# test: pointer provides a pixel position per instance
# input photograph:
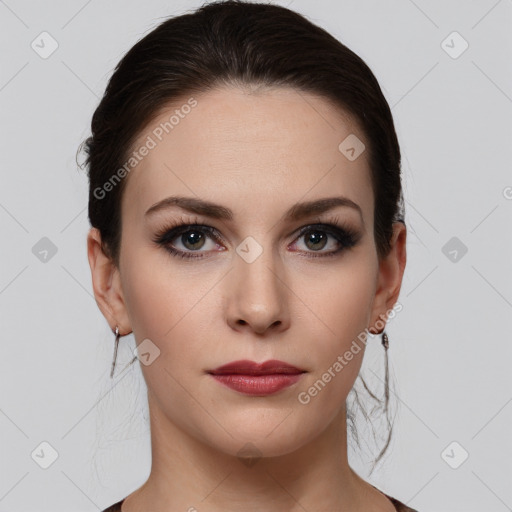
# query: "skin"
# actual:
(257, 152)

◆ ◆ ◆ ◆ ◆ ◆ ◆

Repeat every line of the items above word for word, omitting the pictures.

== Output of the task ==
# test: pointer provides a pixel position per instance
# input photograph:
# query: "skin"
# actual:
(257, 152)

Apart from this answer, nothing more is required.